[Excerpts from a location annotation dataset]
───
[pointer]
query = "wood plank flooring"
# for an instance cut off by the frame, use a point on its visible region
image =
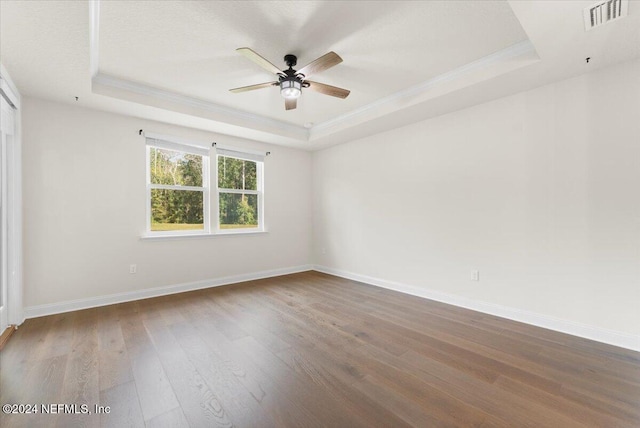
(311, 350)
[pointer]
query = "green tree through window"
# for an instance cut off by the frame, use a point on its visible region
(238, 193)
(177, 194)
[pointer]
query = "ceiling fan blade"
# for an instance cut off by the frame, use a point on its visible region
(323, 63)
(249, 53)
(334, 91)
(290, 103)
(252, 87)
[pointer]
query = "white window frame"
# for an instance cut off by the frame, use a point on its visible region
(164, 143)
(211, 192)
(258, 158)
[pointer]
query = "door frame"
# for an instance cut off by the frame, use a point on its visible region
(13, 202)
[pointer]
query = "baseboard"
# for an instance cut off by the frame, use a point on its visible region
(92, 302)
(623, 340)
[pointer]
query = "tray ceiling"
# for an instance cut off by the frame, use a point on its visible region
(174, 61)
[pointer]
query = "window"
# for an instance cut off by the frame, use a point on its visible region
(239, 190)
(177, 182)
(180, 199)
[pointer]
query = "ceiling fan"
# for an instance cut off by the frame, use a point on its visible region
(291, 81)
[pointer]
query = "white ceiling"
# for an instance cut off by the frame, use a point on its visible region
(174, 61)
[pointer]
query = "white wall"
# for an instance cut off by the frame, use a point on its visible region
(538, 191)
(84, 210)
───
▶ [Short problem]:
Gather every line in the listing above that contains the string "query". Only lines that match its capitalization count.

▶ [Result of this exercise]:
query = "wood plank flooring"
query = "green tree through window"
query = "ceiling fan blade"
query = "white window frame"
query = "door frame"
query = "baseboard"
query = "tray ceiling"
query = "window"
query = "ceiling fan"
query = "white ceiling"
query = "white wall"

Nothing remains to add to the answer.